A parking lot moment

SoundExterior

After driving for an hour and a half to Newtown, Conn., I was pleased to discover SOUND: A Center for Music, Creative Arts & Mindfulness, housed in a charming little historic chapel along the scenic rural highway.

I didn’t know much about the Center before this morning, but as soon as I saw the adorable, cheerful, tidy, and inviting building from the roadside, I was smitten.

I was there to lead a dream workshop, and had arrived a half hour before the workshop was to begin. As I pulled into the empty parking lot, so did another car, from which emerged a young couple and a 6-year-old girl.

We greeted one another and I learned that the woman was visiting the Center to investigate the possibility of offering her skills as a hypnotherapist to the slate of healing arts offered at SOUND. I told her and her family that I was there to do a workshop on dreams.

“Do you remember your dreams?” I asked the little girl.

------------------------------------

=== Tasks to perform ===
**a)** Write out the stretch of the parking lot story from "SoundExterior" through "scenic rural highway.".
**b)** Go on with the parking lot story, starting right after its last line.
The records are separate material and not part of the parking lot story.

------------------------------------

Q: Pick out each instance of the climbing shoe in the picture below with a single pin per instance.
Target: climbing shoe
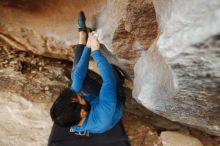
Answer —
(82, 21)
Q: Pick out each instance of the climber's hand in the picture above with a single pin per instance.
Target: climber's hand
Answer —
(94, 42)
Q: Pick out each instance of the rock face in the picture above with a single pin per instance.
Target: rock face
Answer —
(49, 28)
(178, 77)
(177, 139)
(194, 61)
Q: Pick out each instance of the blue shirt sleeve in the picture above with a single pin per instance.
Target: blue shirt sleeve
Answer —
(80, 71)
(107, 95)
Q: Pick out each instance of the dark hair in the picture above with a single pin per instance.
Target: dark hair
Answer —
(64, 112)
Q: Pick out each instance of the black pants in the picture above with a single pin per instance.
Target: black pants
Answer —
(91, 86)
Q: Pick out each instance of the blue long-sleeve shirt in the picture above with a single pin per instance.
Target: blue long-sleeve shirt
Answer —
(105, 111)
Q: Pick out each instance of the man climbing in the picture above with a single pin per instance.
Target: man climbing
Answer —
(93, 106)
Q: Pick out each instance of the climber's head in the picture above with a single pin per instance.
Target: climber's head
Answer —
(69, 109)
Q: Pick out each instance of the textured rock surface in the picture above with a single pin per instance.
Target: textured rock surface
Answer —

------------------------------------

=== Answer section ===
**a)**
SoundExterior

After driving for an hour and a half to Newtown, Conn., I was pleased to discover SOUND: A Center for Music, Creative Arts & Mindfulness, housed in a charming little historic chapel along the scenic rural highway.

**b)**
“Sometimes,” she said. Then, cozying up a little closer to her dad, “Sometimes I have scary dreams.”

“Do you tell your parents when you have a scary dream?” I asked.

She nodded. “And what do they say?” I asked.

“They say,  ‘Stop having scary dreams!’ ” she said.

Her parents laughed. “I think we do a little better than that,” her dad said.

I’m sure they do, too. They seemed to be a very loving and close family.

Within minutes we’d all gone our separate ways, but the conversation stuck with me for two reasons.

For the love of children’s dreams

For one, I remember being a little girl myself and telling my parents my dreams, and being greeted with incredulity. They’d laugh and tell me what an imaginative girl I was to make up such bizarre stories. Now that I’m a dream therapist, I like to remind parents to take children’s dreams seriously—or even playfully—but most importantly to listen to and respect what the child is saying. As well-meaning adults we often say “It’s only a dream,” but when you’re a child there’s no “only” about it. To a child (or to anyone who loves their dreams) a dream is an experience that’s as important as any experience encountered when awake.

People often ask me how best to respond to children’s dreams and nightmares. There is a lot I could say in response to that question, but the simplest answer is to listen. Your child is offering you a window into her hopes, fears, and concerns when she shares a dream. So stop for a moment and pay attention.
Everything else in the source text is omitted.